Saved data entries
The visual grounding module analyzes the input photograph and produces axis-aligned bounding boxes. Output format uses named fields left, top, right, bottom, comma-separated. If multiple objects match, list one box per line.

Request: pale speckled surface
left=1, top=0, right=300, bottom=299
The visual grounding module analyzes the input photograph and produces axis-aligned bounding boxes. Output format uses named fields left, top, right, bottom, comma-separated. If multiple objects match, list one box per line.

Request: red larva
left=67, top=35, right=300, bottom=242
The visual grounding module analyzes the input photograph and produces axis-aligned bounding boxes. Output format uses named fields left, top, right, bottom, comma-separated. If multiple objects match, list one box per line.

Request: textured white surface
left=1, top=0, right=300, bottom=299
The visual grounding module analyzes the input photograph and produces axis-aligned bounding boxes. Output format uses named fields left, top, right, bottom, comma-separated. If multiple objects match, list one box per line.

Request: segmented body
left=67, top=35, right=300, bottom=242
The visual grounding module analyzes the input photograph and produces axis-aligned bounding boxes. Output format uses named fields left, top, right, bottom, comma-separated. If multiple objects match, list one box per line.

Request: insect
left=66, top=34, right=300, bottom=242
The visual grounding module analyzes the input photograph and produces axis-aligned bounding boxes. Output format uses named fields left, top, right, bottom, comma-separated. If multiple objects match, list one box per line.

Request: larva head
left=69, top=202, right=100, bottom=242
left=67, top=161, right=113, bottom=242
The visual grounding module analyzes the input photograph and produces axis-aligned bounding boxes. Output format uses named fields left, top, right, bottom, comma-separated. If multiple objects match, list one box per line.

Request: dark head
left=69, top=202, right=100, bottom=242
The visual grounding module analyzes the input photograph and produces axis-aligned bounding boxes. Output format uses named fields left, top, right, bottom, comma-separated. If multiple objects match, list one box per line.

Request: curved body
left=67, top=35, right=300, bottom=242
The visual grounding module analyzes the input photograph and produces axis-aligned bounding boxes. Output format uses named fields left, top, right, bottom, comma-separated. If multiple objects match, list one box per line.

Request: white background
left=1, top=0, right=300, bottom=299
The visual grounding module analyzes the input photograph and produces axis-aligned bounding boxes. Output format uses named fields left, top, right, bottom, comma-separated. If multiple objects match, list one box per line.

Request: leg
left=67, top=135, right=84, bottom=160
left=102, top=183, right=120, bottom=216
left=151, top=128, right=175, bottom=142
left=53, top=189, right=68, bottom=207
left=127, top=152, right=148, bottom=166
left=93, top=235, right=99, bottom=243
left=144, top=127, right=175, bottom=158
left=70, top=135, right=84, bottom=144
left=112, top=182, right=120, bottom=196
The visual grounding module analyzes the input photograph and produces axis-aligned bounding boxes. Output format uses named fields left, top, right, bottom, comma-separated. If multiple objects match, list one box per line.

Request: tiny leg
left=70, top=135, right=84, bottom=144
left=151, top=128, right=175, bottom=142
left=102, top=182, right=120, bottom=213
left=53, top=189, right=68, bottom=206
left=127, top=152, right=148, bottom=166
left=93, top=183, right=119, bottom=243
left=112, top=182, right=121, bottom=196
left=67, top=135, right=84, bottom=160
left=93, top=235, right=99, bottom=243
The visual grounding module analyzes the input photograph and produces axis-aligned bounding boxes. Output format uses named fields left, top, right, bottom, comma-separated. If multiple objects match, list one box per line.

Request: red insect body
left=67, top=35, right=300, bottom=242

TASK REQUIREMENTS> Print precisely the lines from the one with "Request: tiny leg" through the end of the data above, adding nothing.

SOLUTION TO THE EXERCISE>
Request: tiny leg
left=70, top=135, right=84, bottom=144
left=151, top=128, right=175, bottom=142
left=102, top=182, right=120, bottom=213
left=53, top=189, right=68, bottom=206
left=127, top=152, right=148, bottom=166
left=93, top=183, right=119, bottom=243
left=112, top=182, right=121, bottom=196
left=67, top=135, right=84, bottom=160
left=93, top=235, right=99, bottom=243
The visual grounding module analyzes the input photograph and produces axis-aligned bounding boxes. Output format uses named fields left, top, right, bottom, comma-separated. If multiple objects match, list one box per line.

Request: red insect body
left=67, top=35, right=300, bottom=242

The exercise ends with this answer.